» **Problems and tasks**
**1)** In the abstract on drug-resistant bacteria in wounded combatants, how many combatants carried isolates genetically related to those from Ukrainian patients?
**2)** Please pick up the abstract on drug-resistant bacteria in wounded combatants after its last sentence and continue it.

Background: Human conflicts are associated with increased prevalence of multi-drug-resistant organisms (MDROs). Here, we investigate a collection of extensively drug resistant (XDR) bacteria recovered from foreign combatants wounded in Ukraine and evacuated to a U.S. military treatment facility in Germany between November 2022 and March 2024.
Methods: As part of routine surveillance, perirectal swabs were collected upon admission from all patients arriving from outside Germany. Whole genome sequencing, antimicrobial resistance gene (AMR) carriage, and antimicrobial susceptibility testing (AST) was determined for all isolates. Genetic relatedness to a set of isolates from soldiers treated at Ukrainian hospitals was assessed.
Results: Eighty-six deduplicated clinically significant MDROs were cultured from 32 combatants from 10 countries injured in Ukraine and subsequently treated in Germany. Twenty-three (72%) patients carried isolates from well-established global lineages of Enterococcus faecium (ST117), Klebsiella pneumoniae (ST147, 395), Acinetobacter baumannii (ST78) and Pseudomonas aeruginosa (ST235, ST773) that harbored carbapenemase (IMP, NDM, OXA), a 16S rRNA methyltransferase (ArmA, RmtB, RmtC), and/or the van operon, with 14 patients having >1 of these organisms. Sixteen combatants carried isolates genetically related to those from Ukrainian patients, suggesting acquisition occurred in Ukraine. AST revealed multiple isolates non-susceptible to cefiderocol (n = 8) or aztreonam-avibactam (n = 6), further complicating treatment options for carbapenemase-producing organisms.

Stored data:
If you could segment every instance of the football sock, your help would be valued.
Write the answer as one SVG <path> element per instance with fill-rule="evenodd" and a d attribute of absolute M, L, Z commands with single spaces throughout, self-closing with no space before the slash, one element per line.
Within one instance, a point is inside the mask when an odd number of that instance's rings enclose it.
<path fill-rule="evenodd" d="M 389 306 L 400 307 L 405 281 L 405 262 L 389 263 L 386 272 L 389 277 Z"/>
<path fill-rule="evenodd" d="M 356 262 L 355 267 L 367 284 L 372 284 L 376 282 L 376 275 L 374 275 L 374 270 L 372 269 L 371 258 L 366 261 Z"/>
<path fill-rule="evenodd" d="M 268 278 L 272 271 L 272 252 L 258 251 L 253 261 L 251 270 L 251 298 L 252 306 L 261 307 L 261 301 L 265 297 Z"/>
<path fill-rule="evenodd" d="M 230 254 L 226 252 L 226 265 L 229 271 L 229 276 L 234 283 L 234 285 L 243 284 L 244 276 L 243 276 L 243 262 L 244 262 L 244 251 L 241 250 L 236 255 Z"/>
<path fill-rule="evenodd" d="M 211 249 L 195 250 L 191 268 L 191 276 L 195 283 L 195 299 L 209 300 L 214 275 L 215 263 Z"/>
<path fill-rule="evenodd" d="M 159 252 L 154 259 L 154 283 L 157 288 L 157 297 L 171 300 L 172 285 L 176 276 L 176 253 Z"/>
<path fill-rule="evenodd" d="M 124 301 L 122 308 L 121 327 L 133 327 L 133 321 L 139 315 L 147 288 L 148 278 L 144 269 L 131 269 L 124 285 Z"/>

» **Activity answers**
**1)** Sixteen.

**2)**
Conclusions: This is the first study describing the epidemiology of MDROs collected from a population of foreign combatants injured in Ukraine. The findings forecast challenges to clinicians and infection prevention and control both in Ukraine and foreign healthcare systems as combatants are repatriated.
Keywords: MDR; XDR; antimicrobial resistance; carbapenemase; genomic epidemiology.
Published by Oxford University Press on behalf of Infectious Diseases Society of America 2025.